--- begin TEXT SHOWN ---

**Aditya Ghosh**

Number Theory has a very special place in mathematical history. In spite of having some of the easiest results to state in Mathematics, they often turn out to be some of the hardest to prove. Here’s the infamous Fermat’s Last Theorem for example. You’ve probably heard of it:

x^{n} + y^{n} = z^{n} has no nonzero integer solutions for n>2.

With some effort you can explain this to (almost) any high-schooler. However, proving this simple result took more than 350 years, during which it garnered the reputation of the hardest maths problem in existence as measured by having the largest number of unsuccessful proofs. Looking at the statement, it’s no wonder so many amateur mathematicians have been deceived by its innocence. Unfortunately, it would be too ambitious for me to explain to you the full proof.

Instead, here’s another result by the great man, Fermat’s Little Theorem, which humbly says :

For any prime p, p divides (a^{p} – a) for all whole numbers a.

Go ahead, try to check the theorem for some small primes, like 2 and 3; or 11, if you’re feeling very confident (or have a calculator). It is a very simple statement – we can write it on a single line – but like the best of mathematics, there is beauty hidden in its simplicity.

Over the course of 3 articles, I wish to take you on a beautiful journey of proving this result from the very beginning. We will touch some of the most fundamental areas of mathematics in the process and (hopefully) have some fun!

We start our long and winding journey by introducing the concept of modular arithmetic. To motivate this a bit, consider the following scenario. You’re doing an internship and the company has agreed to reimburse your food and travel costs. However, they will only reimburse daily in £10 notes and you have to pay any remaining balance at the end of each day. So, like any math enthusiast, which I’m sure you are, you want to calculate how much you have to pay out of your own pocket.

To see how this works let’s consider an example: if you spend £26, you will have to pay £6 yourself as this is above the 2 x £10 the company will pay, but below the next increment of £10 at £30. Although it sounds quite selfish, let’s suppose it really doesn’t matter to you how much the company has to pay – all you want to know is what is the remainder, and therefore how much you have to pay, when you divide 26 by 10. That is, 6. Let’s define some notation to make it a little neater:

26 ≡ 6 (div 10)

Read this as “26 is equivalent to 6 div 10”.

Now let’s say you do this for 3 days where you spend £26, £25, £21. The total is £72 and so you have to pay £2 yourself. Let’s look at this with our new notation:

26 ≡ 6 (div 10)

25 ≡ 5 (div 10)

21 ≡ 1 (div 10)

The amateur mathematicians notice that if you add up the remainders individually they add up to £12. They slam the desk in excitement, “Aha! That itself gives the remainder 2, which is what we require!” To put it neatly :

26+25+21 ≡ 6+5+1 ≡ 2 (div 10)

--- end TEXT SHOWN ---
--- begin DATA LISTING ---

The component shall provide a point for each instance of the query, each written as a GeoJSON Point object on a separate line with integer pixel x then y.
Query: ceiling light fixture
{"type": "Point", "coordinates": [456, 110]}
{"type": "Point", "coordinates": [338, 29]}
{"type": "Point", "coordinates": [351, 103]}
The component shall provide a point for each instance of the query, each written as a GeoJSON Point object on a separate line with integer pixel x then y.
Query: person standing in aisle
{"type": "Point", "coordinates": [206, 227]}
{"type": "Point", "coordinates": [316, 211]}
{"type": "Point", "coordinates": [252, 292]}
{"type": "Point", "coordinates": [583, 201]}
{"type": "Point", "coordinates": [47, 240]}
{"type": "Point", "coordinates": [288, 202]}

--- end DATA LISTING ---
--- begin DATA LISTING ---

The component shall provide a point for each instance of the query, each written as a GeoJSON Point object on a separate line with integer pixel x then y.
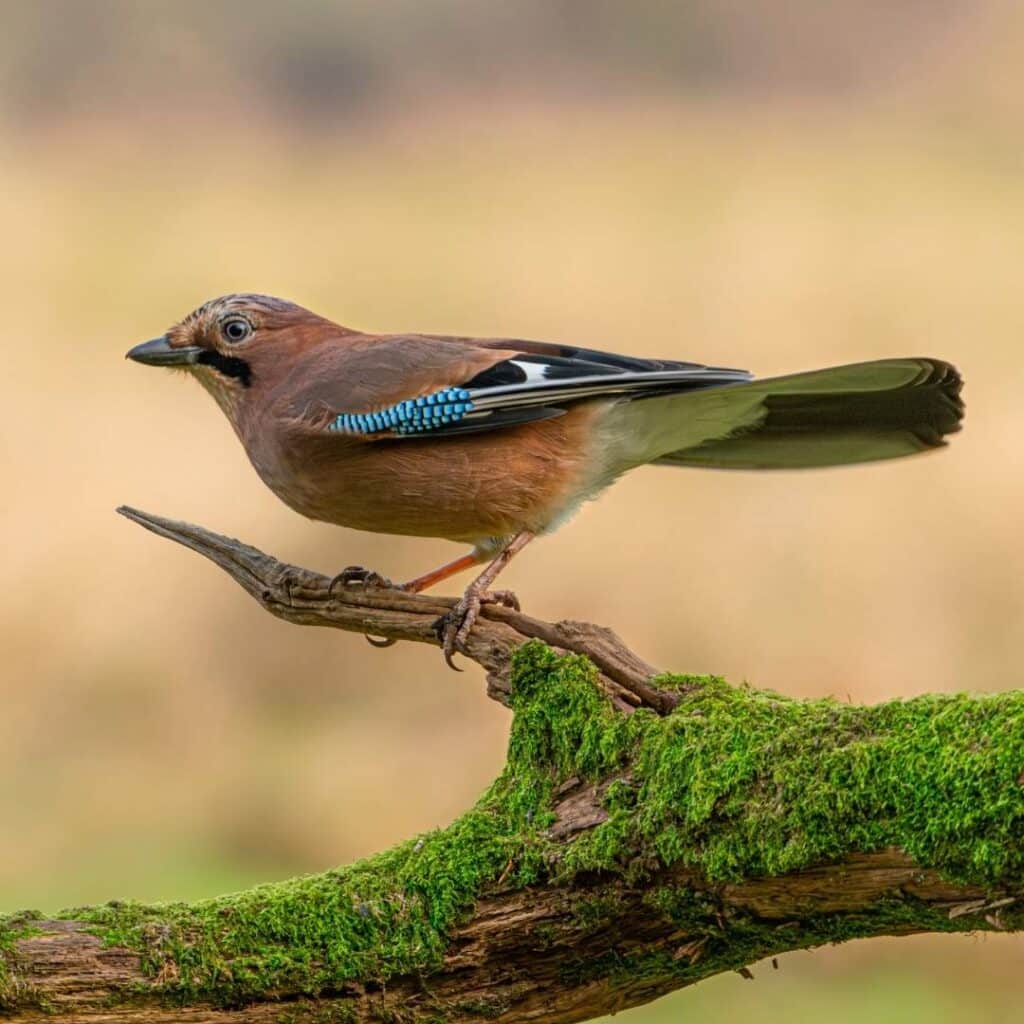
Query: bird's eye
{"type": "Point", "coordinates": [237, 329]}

--- end DATA LISTING ---

__EXERCISE TASKS__:
[a] According to the number theory article, how long did it take to prove Fermat's Last Theorem?
[b] Please reproduce the stretch of the number theory article from "With some effort" through "the full proof.", word for word.

__ANSWERS TO THE EXERCISES__:
[a] More than 350 years.

[b]
With some effort you can explain this to (almost) any high-schooler. However, proving this simple result took more than 350 years, during which it garnered the reputation of the hardest maths problem in existence as measured by having the largest number of unsuccessful proofs. Looking at the statement, it’s no wonder so many amateur mathematicians have been deceived by its innocence. Unfortunately, it would be too ambitious for me to explain to you the full proof.